# MATERIAL PROVIDED
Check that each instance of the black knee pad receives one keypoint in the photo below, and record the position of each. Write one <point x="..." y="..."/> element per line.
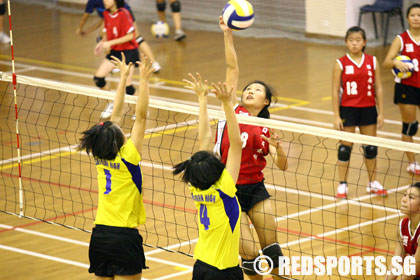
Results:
<point x="161" y="6"/>
<point x="370" y="151"/>
<point x="273" y="251"/>
<point x="410" y="129"/>
<point x="130" y="90"/>
<point x="2" y="9"/>
<point x="176" y="6"/>
<point x="139" y="40"/>
<point x="100" y="82"/>
<point x="248" y="267"/>
<point x="344" y="152"/>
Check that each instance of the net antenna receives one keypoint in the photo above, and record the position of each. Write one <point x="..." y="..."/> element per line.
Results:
<point x="14" y="82"/>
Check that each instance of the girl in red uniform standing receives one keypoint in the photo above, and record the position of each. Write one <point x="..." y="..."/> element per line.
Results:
<point x="407" y="91"/>
<point x="120" y="38"/>
<point x="408" y="231"/>
<point x="357" y="77"/>
<point x="256" y="144"/>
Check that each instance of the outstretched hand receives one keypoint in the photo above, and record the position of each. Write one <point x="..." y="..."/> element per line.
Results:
<point x="124" y="68"/>
<point x="146" y="68"/>
<point x="196" y="84"/>
<point x="222" y="92"/>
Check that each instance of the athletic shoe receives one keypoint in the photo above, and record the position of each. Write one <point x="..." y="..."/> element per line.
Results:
<point x="342" y="191"/>
<point x="108" y="111"/>
<point x="156" y="67"/>
<point x="4" y="38"/>
<point x="414" y="168"/>
<point x="376" y="188"/>
<point x="179" y="35"/>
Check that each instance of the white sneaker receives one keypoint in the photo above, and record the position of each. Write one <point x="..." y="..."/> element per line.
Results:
<point x="414" y="168"/>
<point x="156" y="67"/>
<point x="115" y="70"/>
<point x="179" y="35"/>
<point x="108" y="111"/>
<point x="4" y="38"/>
<point x="376" y="188"/>
<point x="342" y="191"/>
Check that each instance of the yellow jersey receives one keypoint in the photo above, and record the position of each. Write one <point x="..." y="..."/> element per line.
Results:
<point x="120" y="189"/>
<point x="219" y="218"/>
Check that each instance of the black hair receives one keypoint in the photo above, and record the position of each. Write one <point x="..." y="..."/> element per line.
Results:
<point x="120" y="3"/>
<point x="270" y="95"/>
<point x="104" y="140"/>
<point x="202" y="170"/>
<point x="416" y="5"/>
<point x="356" y="29"/>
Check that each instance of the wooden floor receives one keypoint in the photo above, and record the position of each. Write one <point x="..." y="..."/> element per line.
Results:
<point x="310" y="221"/>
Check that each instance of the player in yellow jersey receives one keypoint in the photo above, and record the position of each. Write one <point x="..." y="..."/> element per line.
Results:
<point x="212" y="186"/>
<point x="115" y="249"/>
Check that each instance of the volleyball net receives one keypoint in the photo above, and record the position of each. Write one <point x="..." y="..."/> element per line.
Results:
<point x="58" y="184"/>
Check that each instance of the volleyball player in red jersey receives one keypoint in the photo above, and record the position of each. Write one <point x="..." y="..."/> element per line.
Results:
<point x="357" y="77"/>
<point x="120" y="38"/>
<point x="407" y="91"/>
<point x="258" y="142"/>
<point x="408" y="231"/>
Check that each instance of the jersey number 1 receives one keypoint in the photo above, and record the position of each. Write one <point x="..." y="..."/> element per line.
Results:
<point x="108" y="181"/>
<point x="204" y="220"/>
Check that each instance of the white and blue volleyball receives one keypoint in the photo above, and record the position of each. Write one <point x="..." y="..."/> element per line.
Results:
<point x="238" y="14"/>
<point x="160" y="29"/>
<point x="403" y="75"/>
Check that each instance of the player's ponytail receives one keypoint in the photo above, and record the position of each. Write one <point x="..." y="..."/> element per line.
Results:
<point x="103" y="140"/>
<point x="202" y="170"/>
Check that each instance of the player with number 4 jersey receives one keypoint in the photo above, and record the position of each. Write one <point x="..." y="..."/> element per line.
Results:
<point x="357" y="102"/>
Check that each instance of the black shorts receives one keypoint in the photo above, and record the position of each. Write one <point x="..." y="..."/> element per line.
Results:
<point x="130" y="56"/>
<point x="116" y="251"/>
<point x="355" y="116"/>
<point x="250" y="194"/>
<point x="203" y="271"/>
<point x="405" y="94"/>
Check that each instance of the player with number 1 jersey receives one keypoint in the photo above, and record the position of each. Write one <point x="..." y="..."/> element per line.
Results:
<point x="357" y="102"/>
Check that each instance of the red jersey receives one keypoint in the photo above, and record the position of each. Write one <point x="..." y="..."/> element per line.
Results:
<point x="254" y="148"/>
<point x="357" y="81"/>
<point x="410" y="48"/>
<point x="118" y="25"/>
<point x="410" y="242"/>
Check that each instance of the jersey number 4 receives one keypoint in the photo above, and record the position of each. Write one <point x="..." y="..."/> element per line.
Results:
<point x="204" y="219"/>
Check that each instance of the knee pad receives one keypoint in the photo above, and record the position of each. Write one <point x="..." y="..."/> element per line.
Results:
<point x="410" y="129"/>
<point x="176" y="6"/>
<point x="344" y="152"/>
<point x="130" y="90"/>
<point x="248" y="267"/>
<point x="161" y="6"/>
<point x="273" y="251"/>
<point x="139" y="40"/>
<point x="100" y="82"/>
<point x="370" y="151"/>
<point x="2" y="9"/>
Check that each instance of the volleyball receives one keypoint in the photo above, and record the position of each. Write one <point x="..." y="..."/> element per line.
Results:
<point x="238" y="14"/>
<point x="160" y="29"/>
<point x="398" y="73"/>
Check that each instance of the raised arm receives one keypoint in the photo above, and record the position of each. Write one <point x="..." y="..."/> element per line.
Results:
<point x="233" y="162"/>
<point x="116" y="116"/>
<point x="336" y="81"/>
<point x="379" y="95"/>
<point x="232" y="68"/>
<point x="204" y="132"/>
<point x="142" y="106"/>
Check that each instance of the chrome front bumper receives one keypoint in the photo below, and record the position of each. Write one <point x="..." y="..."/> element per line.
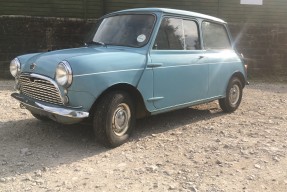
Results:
<point x="65" y="115"/>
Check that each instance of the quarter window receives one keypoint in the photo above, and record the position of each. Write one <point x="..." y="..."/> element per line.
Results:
<point x="177" y="34"/>
<point x="215" y="36"/>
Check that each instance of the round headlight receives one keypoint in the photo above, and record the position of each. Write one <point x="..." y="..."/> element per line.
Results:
<point x="15" y="67"/>
<point x="64" y="75"/>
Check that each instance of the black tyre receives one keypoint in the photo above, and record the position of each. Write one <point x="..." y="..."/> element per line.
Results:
<point x="41" y="117"/>
<point x="233" y="96"/>
<point x="114" y="119"/>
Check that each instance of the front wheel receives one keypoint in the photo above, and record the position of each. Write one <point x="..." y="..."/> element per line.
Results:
<point x="114" y="119"/>
<point x="233" y="96"/>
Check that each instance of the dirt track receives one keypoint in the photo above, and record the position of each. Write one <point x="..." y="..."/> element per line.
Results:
<point x="195" y="149"/>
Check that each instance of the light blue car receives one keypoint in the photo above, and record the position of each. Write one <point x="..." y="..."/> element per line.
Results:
<point x="138" y="62"/>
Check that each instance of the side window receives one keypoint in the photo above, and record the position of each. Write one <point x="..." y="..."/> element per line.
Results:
<point x="191" y="35"/>
<point x="177" y="34"/>
<point x="170" y="35"/>
<point x="215" y="36"/>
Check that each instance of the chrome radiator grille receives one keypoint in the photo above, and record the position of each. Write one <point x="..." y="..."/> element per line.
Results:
<point x="40" y="89"/>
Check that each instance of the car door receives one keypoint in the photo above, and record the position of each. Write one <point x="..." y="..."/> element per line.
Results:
<point x="179" y="65"/>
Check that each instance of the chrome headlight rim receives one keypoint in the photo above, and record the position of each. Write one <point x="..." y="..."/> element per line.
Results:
<point x="15" y="67"/>
<point x="68" y="74"/>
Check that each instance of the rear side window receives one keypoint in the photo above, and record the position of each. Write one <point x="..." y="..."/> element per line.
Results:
<point x="177" y="34"/>
<point x="215" y="36"/>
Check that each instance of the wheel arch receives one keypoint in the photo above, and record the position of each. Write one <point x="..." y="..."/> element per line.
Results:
<point x="240" y="76"/>
<point x="136" y="96"/>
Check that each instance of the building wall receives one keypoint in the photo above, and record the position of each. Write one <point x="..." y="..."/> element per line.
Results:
<point x="259" y="31"/>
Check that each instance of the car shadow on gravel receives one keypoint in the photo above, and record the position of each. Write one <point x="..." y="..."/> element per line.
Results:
<point x="30" y="145"/>
<point x="175" y="119"/>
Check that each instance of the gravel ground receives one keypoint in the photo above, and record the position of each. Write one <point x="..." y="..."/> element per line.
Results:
<point x="195" y="149"/>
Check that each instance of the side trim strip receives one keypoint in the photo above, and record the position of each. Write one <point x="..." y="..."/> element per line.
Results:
<point x="109" y="72"/>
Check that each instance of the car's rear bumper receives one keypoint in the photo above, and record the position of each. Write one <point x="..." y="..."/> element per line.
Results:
<point x="61" y="114"/>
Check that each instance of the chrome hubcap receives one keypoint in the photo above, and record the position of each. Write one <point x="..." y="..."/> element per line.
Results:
<point x="234" y="94"/>
<point x="121" y="119"/>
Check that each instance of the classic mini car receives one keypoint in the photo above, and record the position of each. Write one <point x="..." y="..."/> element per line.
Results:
<point x="138" y="62"/>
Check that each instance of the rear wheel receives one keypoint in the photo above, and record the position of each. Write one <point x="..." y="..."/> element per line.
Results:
<point x="233" y="96"/>
<point x="114" y="119"/>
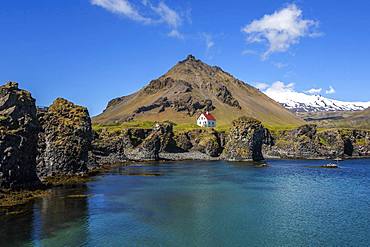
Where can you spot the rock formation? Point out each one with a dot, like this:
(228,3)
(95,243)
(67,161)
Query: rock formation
(65,139)
(245,140)
(307,142)
(18,138)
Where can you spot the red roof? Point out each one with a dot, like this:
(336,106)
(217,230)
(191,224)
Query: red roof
(209,116)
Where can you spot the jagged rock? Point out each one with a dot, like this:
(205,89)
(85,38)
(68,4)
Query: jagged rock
(205,141)
(148,150)
(108,147)
(18,138)
(306,142)
(65,140)
(245,140)
(161,139)
(183,141)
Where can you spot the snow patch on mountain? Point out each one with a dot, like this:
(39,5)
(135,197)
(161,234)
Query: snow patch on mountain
(295,101)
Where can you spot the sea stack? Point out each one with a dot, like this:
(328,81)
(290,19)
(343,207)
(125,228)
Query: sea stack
(18,138)
(246,138)
(65,140)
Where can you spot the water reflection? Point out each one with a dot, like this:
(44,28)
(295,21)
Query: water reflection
(63,209)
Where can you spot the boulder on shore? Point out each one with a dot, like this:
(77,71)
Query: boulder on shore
(64,141)
(18,138)
(247,135)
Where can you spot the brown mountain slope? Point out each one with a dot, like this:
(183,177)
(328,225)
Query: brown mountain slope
(359,119)
(190,87)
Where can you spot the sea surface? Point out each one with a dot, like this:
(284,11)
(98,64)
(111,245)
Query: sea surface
(288,203)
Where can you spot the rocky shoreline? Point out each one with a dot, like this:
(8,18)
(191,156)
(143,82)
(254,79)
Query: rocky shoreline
(57,145)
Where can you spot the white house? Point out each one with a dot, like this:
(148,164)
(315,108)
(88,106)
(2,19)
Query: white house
(206,119)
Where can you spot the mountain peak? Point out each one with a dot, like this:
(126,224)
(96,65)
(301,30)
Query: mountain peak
(191,87)
(190,57)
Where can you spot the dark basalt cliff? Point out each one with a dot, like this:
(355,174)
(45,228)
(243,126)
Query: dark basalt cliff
(307,142)
(18,138)
(65,139)
(245,140)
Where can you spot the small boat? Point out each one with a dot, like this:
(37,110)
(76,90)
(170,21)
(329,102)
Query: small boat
(332,165)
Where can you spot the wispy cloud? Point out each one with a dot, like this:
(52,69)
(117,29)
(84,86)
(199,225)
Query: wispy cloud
(262,86)
(249,52)
(168,16)
(122,7)
(314,91)
(280,30)
(154,14)
(279,65)
(331,90)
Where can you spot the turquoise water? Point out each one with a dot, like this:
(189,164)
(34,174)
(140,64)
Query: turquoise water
(289,203)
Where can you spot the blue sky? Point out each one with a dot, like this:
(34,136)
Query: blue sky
(90,51)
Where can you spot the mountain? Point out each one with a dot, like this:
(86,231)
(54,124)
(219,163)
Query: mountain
(359,119)
(301,102)
(191,87)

# TASK
Can you rescale everything from the line containing "Where can you spot the small" down to the end of the material, reproducing every line, requests included, with each answer coordinate multiplied by 1.85 and rounded to a whole number (halves up), and the requests and their sample dots left as they are?

# THE SOLUTION
Where can you spot the small boat? Point out each one with a dot, like this:
(37,110)
(76,90)
(170,21)
(329,102)
Query: small boat
(614,305)
Where can you spot the wispy cloud? Point out each one with a dot, like this:
(52,69)
(117,29)
(84,86)
(199,225)
Query: wispy cloud
(485,159)
(461,96)
(311,30)
(226,13)
(581,168)
(518,56)
(285,26)
(516,120)
(612,167)
Where can you spot the turquoise water? Point out each one with a dot, like this:
(189,164)
(34,174)
(140,64)
Query: turquoise water
(535,376)
Where can you spot the blue sky? Point out each one with a dot, like this:
(34,136)
Query: blue sky
(167,94)
Where can you spot the mountain? Point out each one with a dot, like this:
(86,231)
(54,124)
(219,163)
Query: mountain
(664,220)
(557,189)
(353,161)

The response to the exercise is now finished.